> [Exercise] Which lines in the records below contain the word "gold"? Find each one and copy it.

┄┄┄┄┄┄┄┄┄┄

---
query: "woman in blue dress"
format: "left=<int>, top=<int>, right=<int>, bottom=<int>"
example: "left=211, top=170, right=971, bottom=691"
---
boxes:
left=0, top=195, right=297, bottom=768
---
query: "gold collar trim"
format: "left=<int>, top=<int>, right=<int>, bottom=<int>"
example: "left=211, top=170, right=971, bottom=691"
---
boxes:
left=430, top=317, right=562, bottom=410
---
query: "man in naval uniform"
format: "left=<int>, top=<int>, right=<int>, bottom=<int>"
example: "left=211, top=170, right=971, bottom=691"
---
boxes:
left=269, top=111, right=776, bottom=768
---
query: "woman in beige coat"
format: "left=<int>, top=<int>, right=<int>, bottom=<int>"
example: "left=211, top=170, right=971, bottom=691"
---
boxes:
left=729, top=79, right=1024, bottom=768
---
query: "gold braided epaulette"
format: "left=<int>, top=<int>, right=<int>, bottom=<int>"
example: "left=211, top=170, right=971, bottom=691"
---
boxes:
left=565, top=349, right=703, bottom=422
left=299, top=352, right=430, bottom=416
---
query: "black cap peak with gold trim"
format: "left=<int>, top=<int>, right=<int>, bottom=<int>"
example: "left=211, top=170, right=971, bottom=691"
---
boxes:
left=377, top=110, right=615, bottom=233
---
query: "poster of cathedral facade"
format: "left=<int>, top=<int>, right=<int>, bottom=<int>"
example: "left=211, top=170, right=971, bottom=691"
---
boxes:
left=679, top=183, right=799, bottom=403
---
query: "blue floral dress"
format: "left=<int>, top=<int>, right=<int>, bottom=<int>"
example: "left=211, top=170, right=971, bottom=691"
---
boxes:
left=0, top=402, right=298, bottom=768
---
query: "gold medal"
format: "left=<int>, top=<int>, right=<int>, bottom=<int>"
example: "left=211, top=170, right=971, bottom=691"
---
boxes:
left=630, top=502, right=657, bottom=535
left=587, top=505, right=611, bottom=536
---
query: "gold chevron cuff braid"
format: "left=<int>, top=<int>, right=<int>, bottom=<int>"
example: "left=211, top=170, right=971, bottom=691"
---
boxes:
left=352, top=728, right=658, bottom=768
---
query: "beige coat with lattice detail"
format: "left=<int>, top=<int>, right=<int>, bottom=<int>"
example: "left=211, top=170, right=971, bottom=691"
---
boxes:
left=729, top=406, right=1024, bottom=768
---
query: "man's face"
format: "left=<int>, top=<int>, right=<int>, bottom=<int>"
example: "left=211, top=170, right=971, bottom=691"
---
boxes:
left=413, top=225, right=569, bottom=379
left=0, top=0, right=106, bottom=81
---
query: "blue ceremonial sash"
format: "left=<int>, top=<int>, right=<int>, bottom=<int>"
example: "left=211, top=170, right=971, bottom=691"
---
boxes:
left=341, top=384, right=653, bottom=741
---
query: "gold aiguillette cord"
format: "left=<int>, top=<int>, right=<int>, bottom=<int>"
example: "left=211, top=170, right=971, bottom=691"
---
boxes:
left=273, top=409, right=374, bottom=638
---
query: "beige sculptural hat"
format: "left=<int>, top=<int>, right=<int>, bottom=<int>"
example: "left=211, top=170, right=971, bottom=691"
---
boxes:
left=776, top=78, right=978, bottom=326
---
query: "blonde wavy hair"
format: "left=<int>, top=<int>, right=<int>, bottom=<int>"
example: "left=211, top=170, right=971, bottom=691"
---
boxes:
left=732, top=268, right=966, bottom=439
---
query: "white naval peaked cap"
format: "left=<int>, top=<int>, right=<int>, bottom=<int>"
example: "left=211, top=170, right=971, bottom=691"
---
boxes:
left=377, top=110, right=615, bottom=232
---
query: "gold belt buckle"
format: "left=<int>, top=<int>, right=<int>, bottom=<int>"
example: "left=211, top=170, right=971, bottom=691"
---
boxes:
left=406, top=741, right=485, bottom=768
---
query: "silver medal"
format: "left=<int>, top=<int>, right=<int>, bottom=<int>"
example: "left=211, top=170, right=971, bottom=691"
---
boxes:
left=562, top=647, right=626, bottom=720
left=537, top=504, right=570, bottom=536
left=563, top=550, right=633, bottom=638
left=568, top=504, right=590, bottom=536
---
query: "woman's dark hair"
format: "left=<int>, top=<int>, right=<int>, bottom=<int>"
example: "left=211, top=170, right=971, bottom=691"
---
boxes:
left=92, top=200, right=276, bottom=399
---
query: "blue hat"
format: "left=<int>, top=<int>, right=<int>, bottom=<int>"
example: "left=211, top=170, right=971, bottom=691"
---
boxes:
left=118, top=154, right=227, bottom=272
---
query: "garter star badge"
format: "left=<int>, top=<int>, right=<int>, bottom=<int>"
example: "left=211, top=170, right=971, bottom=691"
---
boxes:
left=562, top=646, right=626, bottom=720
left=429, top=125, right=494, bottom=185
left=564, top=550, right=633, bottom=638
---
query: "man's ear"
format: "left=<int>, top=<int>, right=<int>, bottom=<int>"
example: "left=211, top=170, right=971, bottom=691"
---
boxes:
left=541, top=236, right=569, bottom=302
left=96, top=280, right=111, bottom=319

┄┄┄┄┄┄┄┄┄┄

> [Solution]
query: "gold collar trim"
query: "gold braided epaulette"
query: "black cap peak with gold trim"
query: "gold medal"
query: "gold chevron cuff braid"
query: "gold aiguillette cord"
query: "gold belt buckle"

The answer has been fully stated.